- [Excerpt provided]:
#####

However, I would not be for too long an ecstatic and enthusiastic guest at Mma D’s table, for mid-way into my academic programme at the UB, I would soon be railroaded to stop eating meat and subscribe to a strict and sparse form of vegetarianism – no beef, no chicken, no eggs, and the like – by my rasta minders on campus.
And even though I would once in a while find myself shuffling indecisively at the head of the food queue, not sure whether to dig into Mma D’s piles of boiled chicken in front of me, or just simply settle for the standard soya, which the kitchen staff had taken to preparing as a stop-gap measure ‘for the rastas’, I would over time take my vegetarianism to even newer heights by finally throwing the eggs and fish out of the kitchen window – essentially rendering me an ultra veg, or vegan, in the process.
And still talking about fish, I had been told by none other than Ras Bupe, a dreadlocked Jamaican émigré and one my rasta friends and interlocutors in Dar, that it was ‘actually a very dirty animal’ that absorbed all manner of impurities under water – despite it being eaten in virtually all parts of Tanzania since the country is not only coastal but is also home to many inland water sources, rivers and lakes.
Then, years afterwards, while living temporarily outside Botswana as a foreign student, I would find being a vegetarian one of the simplest things one could ever do – even though my housemates, who from other African countries, would swear to God that they could not, in all honesty, reconcile being vegetarian and being African, at the same time!
Around the same time, too, almost everyone at home was on my case, turning up the pressure on me, my dad even asking my ‘better enlightened’ brother-in-law to help to make me understand that ‘man could not live without meat’ and that you needed beef in order to develop strong bones and a sound mind!
In this, they were apparently not alone.
For in his book The Origins of the Family, Private Property and the State (first published in 1884), Marx’s old friend and confidante, Friedrich Engels, had stated quite bluntly that "The superior development of Aryans and Semites is, perhaps, attributable to the copious meat and milk diet of both races, more especially to the favorable influence of such food on the growth of children. As a matter of fact, the Pueblo Indians of New Mexico who live on an almost purely vegetarian diet have a smaller brain than the Indians in the lower stage of barbarism who eat more meat and fish.” (Italics mine).
But finding it increasingly difficult to tie together a solid and steady vegetarian regimen in a new and shared setting, and with my shoulder length ‘dreadlocks’ to also tag along (and feed), I was massively famished and undernourished, weighing only 45 kg on the bathroom scale – which I would grow to dislike.
And, finally coming home to settle, in the dreary late nineties, my choosiness on matters of food and diet began to slowly fizzle out as I came upon and re-entered that shared, traditional cuisine that I had grown on and quit some seven years earlier – arguably in favour of something healthier, more ethical and ‘spiritual’, to use a popular cliché!

#####

- [Data section]:
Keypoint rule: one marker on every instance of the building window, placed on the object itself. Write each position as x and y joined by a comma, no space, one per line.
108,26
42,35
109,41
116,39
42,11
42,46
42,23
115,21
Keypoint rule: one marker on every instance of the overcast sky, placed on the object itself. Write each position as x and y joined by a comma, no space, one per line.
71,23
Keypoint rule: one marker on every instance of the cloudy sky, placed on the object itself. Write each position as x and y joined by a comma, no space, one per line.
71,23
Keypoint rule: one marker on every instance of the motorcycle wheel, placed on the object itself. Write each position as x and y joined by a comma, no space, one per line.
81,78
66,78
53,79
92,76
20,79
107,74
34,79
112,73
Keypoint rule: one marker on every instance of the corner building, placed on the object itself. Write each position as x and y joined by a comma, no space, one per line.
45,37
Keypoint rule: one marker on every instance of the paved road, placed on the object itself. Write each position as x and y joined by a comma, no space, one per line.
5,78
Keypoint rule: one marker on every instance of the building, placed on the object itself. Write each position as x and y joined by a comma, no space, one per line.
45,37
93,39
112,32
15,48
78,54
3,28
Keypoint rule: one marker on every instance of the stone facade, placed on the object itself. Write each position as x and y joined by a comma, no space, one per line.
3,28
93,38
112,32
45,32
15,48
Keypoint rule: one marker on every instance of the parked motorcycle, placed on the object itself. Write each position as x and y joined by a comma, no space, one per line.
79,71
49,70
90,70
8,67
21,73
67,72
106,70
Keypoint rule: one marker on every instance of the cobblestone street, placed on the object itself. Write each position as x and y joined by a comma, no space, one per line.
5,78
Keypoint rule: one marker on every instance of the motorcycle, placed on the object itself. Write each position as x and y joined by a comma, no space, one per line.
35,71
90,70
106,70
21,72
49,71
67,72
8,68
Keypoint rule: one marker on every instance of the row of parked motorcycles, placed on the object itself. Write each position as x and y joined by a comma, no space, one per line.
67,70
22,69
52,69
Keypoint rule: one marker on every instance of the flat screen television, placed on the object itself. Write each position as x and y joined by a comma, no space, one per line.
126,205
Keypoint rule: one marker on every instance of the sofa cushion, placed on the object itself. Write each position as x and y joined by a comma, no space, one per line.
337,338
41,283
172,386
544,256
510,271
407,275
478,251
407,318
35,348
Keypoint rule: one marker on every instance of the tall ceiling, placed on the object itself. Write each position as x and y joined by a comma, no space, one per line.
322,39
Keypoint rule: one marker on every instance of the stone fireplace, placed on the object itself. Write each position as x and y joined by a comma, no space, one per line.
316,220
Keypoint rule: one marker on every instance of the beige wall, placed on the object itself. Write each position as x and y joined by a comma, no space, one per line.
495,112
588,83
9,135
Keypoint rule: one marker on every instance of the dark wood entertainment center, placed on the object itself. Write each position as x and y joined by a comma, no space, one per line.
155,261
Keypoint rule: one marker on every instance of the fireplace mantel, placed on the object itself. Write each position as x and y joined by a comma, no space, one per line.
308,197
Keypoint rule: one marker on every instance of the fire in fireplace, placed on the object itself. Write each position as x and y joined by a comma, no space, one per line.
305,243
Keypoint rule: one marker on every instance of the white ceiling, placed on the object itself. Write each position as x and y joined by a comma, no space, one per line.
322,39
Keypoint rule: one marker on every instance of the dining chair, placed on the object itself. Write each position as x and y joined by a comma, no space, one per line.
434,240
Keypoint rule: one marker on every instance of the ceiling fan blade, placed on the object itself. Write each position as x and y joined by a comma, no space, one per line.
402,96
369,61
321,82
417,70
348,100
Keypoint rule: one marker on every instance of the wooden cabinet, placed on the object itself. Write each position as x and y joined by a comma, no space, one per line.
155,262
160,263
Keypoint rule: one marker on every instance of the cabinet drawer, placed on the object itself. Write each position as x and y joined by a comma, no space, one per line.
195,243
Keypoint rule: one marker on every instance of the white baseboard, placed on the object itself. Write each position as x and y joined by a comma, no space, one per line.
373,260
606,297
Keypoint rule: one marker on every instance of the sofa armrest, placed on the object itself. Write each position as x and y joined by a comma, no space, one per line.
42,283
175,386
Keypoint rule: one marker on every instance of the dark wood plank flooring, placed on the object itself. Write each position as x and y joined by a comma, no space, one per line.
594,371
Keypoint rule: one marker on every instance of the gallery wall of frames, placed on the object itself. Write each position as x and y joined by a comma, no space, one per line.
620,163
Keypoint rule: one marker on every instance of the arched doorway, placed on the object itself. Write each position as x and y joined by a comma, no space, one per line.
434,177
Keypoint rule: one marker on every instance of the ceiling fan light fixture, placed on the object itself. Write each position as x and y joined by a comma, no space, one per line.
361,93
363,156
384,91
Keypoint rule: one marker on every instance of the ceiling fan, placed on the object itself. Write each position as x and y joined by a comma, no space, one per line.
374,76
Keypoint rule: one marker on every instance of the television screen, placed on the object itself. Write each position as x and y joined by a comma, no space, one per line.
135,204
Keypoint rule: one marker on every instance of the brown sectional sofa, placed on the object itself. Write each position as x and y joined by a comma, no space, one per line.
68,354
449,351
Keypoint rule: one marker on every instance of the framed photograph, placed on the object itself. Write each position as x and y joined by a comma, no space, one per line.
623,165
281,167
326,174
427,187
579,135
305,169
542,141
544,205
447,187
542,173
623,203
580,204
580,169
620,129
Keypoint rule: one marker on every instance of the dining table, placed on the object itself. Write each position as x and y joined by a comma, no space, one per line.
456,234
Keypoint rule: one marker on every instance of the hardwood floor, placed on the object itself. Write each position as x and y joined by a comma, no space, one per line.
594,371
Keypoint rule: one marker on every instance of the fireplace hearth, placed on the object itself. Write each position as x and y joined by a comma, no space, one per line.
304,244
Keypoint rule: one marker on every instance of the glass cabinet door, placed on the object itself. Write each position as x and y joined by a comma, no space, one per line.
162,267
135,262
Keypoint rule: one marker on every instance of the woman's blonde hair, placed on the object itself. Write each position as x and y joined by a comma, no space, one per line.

#####

- [Request]: Rewrite everything from "But finding it" down to "a popular cliché!" in the passage on vegetarianism, with "bathroom scale" changed to "weighing scale".

- [The response]:
But finding it increasingly difficult to tie together a solid and steady vegetarian regimen in a new and shared setting, and with my shoulder length ‘dreadlocks’ to also tag along (and feed), I was massively famished and undernourished, weighing only 45 kg on the weighing scale – which I would grow to dislike.
And, finally coming home to settle, in the dreary late nineties, my choosiness on matters of food and diet began to slowly fizzle out as I came upon and re-entered that shared, traditional cuisine that I had grown on and quit some seven years earlier – arguably in favour of something healthier, more ethical and ‘spiritual’, to use a popular cliché!